Material to process:
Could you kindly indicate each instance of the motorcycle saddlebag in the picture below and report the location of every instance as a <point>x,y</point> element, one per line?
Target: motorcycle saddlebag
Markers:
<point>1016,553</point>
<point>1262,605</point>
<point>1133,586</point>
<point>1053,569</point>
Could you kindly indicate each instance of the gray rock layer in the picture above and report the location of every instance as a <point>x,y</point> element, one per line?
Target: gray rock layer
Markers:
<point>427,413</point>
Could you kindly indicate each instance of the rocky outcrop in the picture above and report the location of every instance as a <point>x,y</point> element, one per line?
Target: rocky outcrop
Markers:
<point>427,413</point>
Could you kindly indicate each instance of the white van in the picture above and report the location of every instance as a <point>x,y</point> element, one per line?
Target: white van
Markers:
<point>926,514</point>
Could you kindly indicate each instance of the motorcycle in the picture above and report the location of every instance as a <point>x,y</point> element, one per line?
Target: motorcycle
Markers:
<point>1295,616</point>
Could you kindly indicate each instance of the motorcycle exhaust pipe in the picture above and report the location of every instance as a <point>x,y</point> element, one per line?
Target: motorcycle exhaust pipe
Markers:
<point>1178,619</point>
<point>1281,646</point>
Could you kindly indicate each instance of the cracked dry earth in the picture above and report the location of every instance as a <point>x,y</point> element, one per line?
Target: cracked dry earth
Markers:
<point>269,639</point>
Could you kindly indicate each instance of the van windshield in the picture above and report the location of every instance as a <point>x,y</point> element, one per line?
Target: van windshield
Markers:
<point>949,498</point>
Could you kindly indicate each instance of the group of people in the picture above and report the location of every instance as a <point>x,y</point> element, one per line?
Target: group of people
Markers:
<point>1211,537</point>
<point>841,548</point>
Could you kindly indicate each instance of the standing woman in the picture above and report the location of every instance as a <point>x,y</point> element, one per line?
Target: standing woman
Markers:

Required task: Reproduce all of the material above word for word, without changing anything.

Solution to this exercise:
Could you kindly indicate each instance of the motorcycle saddlebag in the picture below and report the location of every instance as a <point>x,y</point> element, one per line?
Target: motorcycle saddlebag
Markers:
<point>1016,553</point>
<point>1262,605</point>
<point>1133,586</point>
<point>1053,569</point>
Could you kindly indicate each instance of the gray rock layer in the picture above and report the location of every instance as a <point>x,y</point> element, one per line?
Target: gray rock layer
Markers:
<point>427,413</point>
Could you kindly indicate each instance of the rocky outcrop in the picture above and report the location of every instance as a <point>x,y</point> element, one per line?
Target: rocky outcrop
Markers:
<point>427,413</point>
Could you kindly indicate each instance of the white van in the picture above and report the location of every instance as a <point>x,y</point> element, one per line?
Target: white van
Markers:
<point>926,514</point>
Could you kindly indicate each instance of the motorcycle in the picture above and report the location of every instance as a <point>x,y</point> element, one per line?
Target: motorcycle
Markers:
<point>1295,616</point>
Could you kindly indicate each instance of the motorcycle exhaust pipe in the picture above and report the location of every instance as a <point>x,y</point> element, one per line?
Target: motorcycle exhaust pipe
Markers:
<point>1178,619</point>
<point>1281,646</point>
Could you kindly indicate each instance of the cracked dry earth in the picture above and report the location of every instance as a <point>x,y</point> element, one per line?
Target: cracked dry earth
Markers:
<point>269,639</point>
Could you kindly indicate each instance of the van windshield in the picture above and report the location of every instance as a <point>x,y</point> element, one per line?
Target: van windshield
Markers:
<point>949,498</point>
Could you kindly indicate each instance of the group of people in the picture above and report the location of every instance as a <point>x,y</point> element, one per line?
Target: group of people
Markers:
<point>1211,537</point>
<point>841,548</point>
Could you kindly indicate each instance of the standing woman in the picture above and report the location of every instance as a <point>x,y</point> element, one per line?
Target: standing woman
Markers:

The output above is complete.